*Text for analysis*:
[Start of Attachment]
Personal information
- Full name: Candace Marie Chapman
- Date of birth: 2 April 1983 (age 43)
- Place of birth: Port of Spain, Trinidad and Tobago
- Height: 5 ft 7 in (1.70 m)
- Position: Defender

College career
- Years: Team / Apps / (Gls)
- 2001–2005: Notre Dame Fighting Irish / 92 / (20)

Senior career*
- Years: Team / Apps / (Gls)
- 2001, 2003: Toronto Inferno
- 2005: Atlanta Silverbacks / 10 / (0)
- 2006–2008: Vancouver Whitecaps
- 2009: Boston Breakers / 11 / (0)
- 2010: FC Gold Pride / 21 / (0)
- 2011: Western New York Flash / 12 / (0)
- 2013: Washington Spirit / 8 / (0)

International career
- 2001–2002: Canada U-19 / 23 / (8)
- 2002–2012: Canada / 114 / (6)

Medal record
Women's Football
Representing Canada
Summer Olympic Games
| Bronze medal – third place | 2012 London | Team |
Pan American Games
| Bronze medal – third place | 2007 Rio de Janeiro | Team |
| Gold medal – first place | 2011 Guadalajara | Team |

= Candace Chapman =

Canadian soccer player (born 1983)

Candace Marie Chapman (born 2 April 1983) is a retired Trinidad and Tobago-born, Canadian soccer player. From Ajax, Ontario, she played as a defender and was a member of the Canadian national team. She is currently a youth team national coach.

==Early life==
Chapman was born in Port of Spain, Trinidad and Tobago. She is a graduate of the University of Notre Dame with majors in sociology and computer applications.
[End of Attachment]
*Provided data*:
[Start of Attachment]
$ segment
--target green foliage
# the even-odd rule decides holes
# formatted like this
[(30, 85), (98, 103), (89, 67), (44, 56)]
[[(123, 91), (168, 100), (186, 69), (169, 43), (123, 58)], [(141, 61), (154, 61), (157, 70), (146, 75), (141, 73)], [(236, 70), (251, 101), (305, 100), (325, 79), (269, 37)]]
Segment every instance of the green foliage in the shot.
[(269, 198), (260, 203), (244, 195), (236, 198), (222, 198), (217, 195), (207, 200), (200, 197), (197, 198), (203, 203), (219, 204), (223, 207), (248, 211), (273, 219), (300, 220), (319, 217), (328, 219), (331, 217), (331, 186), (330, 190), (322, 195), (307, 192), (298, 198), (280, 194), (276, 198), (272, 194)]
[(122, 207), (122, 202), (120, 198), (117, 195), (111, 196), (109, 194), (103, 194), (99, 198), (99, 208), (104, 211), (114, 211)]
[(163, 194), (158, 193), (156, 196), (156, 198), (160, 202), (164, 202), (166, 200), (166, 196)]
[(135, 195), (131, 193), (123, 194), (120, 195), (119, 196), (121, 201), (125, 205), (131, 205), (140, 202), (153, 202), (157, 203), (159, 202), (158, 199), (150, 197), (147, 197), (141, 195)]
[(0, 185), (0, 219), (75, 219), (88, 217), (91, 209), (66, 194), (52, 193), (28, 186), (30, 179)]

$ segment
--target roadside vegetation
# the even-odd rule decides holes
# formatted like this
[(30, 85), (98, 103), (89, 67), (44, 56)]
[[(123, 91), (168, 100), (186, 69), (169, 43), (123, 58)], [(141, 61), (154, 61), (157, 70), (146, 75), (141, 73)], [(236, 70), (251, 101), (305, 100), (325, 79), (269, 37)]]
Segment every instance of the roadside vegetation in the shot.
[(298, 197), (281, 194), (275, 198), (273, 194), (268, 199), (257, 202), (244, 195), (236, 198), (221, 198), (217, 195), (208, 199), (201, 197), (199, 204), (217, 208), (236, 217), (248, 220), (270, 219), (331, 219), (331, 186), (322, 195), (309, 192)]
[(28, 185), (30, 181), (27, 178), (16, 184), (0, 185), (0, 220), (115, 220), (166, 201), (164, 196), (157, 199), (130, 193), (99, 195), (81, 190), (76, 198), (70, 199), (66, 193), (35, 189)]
[End of Attachment]
*Work instructions*:
**1)** According to the text about Candace Chapman, what did she major in at the University of Notre Dame?
**2)** Output the portion of the Candace Chapman text starting with "- 2001–2005: Notre" and going on through "Silverbacks / 10 / (0)", copying it word for word.
**3)** Write the next part of the text about Candace Chapman, picking up after its final sentence.

*Answers to the tasks*:
**1)** Sociology and computer applications.

**2)**
- 2001–2005: Notre Dame Fighting Irish / 92 / (20)

Senior career*
- Years: Team / Apps / (Gls)
- 2001, 2003: Toronto Inferno
- 2005: Atlanta Silverbacks / 10 / (0)

**3)**
==Club career==
After being named as a discovery player by the Boston Breakers of WPS on 16 January 2009, she played with them for the 2009 season. She subsequently agreed to terms with FC Gold Pride for the 2010 season. Following Gold Pride's folding, she signed for Western New York Flash, where she played the 2011 season along with fellow Canadian and national team captain Christine Sinclair.For the 2013 NWSL season Chapman joined Washington Spirit in the new National Women's Soccer League. Because she holds US permanent residency, she was not subject to the league's limit on international players.

==International career==
On 6 August 2008, Chapman scored the first point in the first event at the 2008 Summer Olympics with her goal against Argentina in the 27th minute in Tianjin, China.

Chapman received her 100th cap against Mexico on 27 January 2012. The game ended in a 3–1 victory for Canada. She won an Olympic bronze medal at the 2012 Summer Olympics when Canada defeated France 1–0 on 9 August 2012. As of May 2018 she is an assistant coach for the Arlington Soccer Association.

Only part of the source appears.